While in part responding to the impacts experienced by the Stolen Generations, the Hidden Generations are different from the Stolen Generations. Claire G. Coleman (Wirlomin Noongar) explains this difference in relation to her father, Graham Coleman (Noongar), who she says is a member of the Hidden Generation: My immediate family are among the few with no history of children being taken; we don't carry stories of wailing mothers, of children screaming as the welfare man, the police, the so-called 'protectors' took them. Secrecy and lies with intergenerational ramifications kept my father safe from the worst of the government's genocidal intent; kept him from the long arm of the law; kept me and my siblings safe too.

Those secrets continued for most of Dad's life, protecting me and my family; they continued after children had ceased being stolen, because it's hard to break the habit of decades. My grandfather did what he thought was best for his family. He could not have known, would not have imagined, the long-term ramifications of his protection.

Publication and dissemination 
Many Indigenous people are now speaking and publishing about their family stories and experiences. The term Hidden Generation is becoming increasingly widespread as the experiences of these groups become acknowledged and recognised.    

Sally Morgan (Palku and Nyamal) discusses hiding identity due to shame in her book My Place. Harassment from Fisheries and the general public deterred South Coast Aboriginal people from fishing, causing shame and anger as their culture became criminalised as something to hide and practice in secret. Eileen Alberts (Gunditjmara) describes how her aunt, Aunty Connie Hart, used to watch in secret as her mother wove, thereby keeping their weaving practice alive. In the play Winyanboga Yurringa, Andrea James (Yorta Yorta/Kurnai) describes how women wove in the dark to keep the practice alive.

■ **Recorded information**
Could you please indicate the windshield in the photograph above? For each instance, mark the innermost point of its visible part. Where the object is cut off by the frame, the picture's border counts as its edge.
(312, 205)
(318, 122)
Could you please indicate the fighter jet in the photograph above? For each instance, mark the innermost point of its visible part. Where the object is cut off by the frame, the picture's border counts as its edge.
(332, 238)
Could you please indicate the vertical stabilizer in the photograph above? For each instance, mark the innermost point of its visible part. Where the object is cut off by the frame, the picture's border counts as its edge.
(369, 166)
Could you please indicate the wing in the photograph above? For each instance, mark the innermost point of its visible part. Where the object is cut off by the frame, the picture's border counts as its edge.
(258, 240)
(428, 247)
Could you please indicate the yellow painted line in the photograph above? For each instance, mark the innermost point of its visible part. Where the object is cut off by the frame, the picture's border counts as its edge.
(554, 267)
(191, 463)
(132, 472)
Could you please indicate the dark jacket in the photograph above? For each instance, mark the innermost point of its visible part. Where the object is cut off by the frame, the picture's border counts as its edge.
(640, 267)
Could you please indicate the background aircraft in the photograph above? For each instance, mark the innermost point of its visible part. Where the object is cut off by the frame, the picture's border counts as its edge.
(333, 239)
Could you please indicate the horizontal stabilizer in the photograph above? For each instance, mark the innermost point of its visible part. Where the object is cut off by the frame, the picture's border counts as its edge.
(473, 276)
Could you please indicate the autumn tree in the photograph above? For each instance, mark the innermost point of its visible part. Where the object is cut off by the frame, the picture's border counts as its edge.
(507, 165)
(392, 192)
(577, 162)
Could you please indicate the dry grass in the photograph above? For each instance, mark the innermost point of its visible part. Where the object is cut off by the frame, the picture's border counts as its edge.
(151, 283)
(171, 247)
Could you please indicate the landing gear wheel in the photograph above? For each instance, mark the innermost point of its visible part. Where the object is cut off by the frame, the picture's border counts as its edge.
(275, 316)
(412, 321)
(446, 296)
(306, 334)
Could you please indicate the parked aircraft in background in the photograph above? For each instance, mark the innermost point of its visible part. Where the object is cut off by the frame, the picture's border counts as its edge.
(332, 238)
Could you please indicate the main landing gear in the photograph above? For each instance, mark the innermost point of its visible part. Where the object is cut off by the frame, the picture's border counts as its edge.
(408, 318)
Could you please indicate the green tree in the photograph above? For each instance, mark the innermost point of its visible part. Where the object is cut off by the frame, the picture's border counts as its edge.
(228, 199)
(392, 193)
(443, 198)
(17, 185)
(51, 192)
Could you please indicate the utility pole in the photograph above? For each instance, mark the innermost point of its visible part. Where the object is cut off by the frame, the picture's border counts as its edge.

■ **What you have to do**
Pick up the passage about the Hidden Generations after its last sentence and keep it going.

■ **Output of the task**
Shannon Foster (D'harawal) describes her family's experiences as follows:  Our story does more than just highlight the government's assimilation policies, it also interrogates the dichotomy of the Aboriginal experience that says you either grew up on a mission or you were Stolen Generations. There are other lived experiences made up of mission refugees, runners, and those swept up in the policies of assimilation, in the hope of a better life for our children. We created our own communities forged by the intended destruction of that which we would not allow to be destroyed. My father was not stolen from his immediate family, he was stolen from his community of origin, but he created another one around us, drawing in the love and respect of an extended family of wonderful aunties and uncles that helped him preserve culture and pass it onto us just as our Ancestors have done for generations before him.  Elder Aunty Frances Bodkin (Bidigal/D'harawal) calls the Hidden Generations the Dudbaya'ora – the Hidden Ones. Her son, Gawaian Bodkin-Andrews (Bidigal/D'harawal), says, "the Hidden Generations are those whose Bloodlines sit in the often-ignored ether between the missions and the Stolen Generations." 

Danièle Hromek writes about her family's experience: In my family, not only were our children sent to hide from welfare and other government organisations in the bush, they were also hidden in plain sight, disguised for their own safety. Irrespective of being hidden, our knowledges and ways of being, as well as our cultural and performative practices, were often passed on to us in a hidden yet safe way to ensure these were maintained for future generations, to be reclaimed when it was once again safe.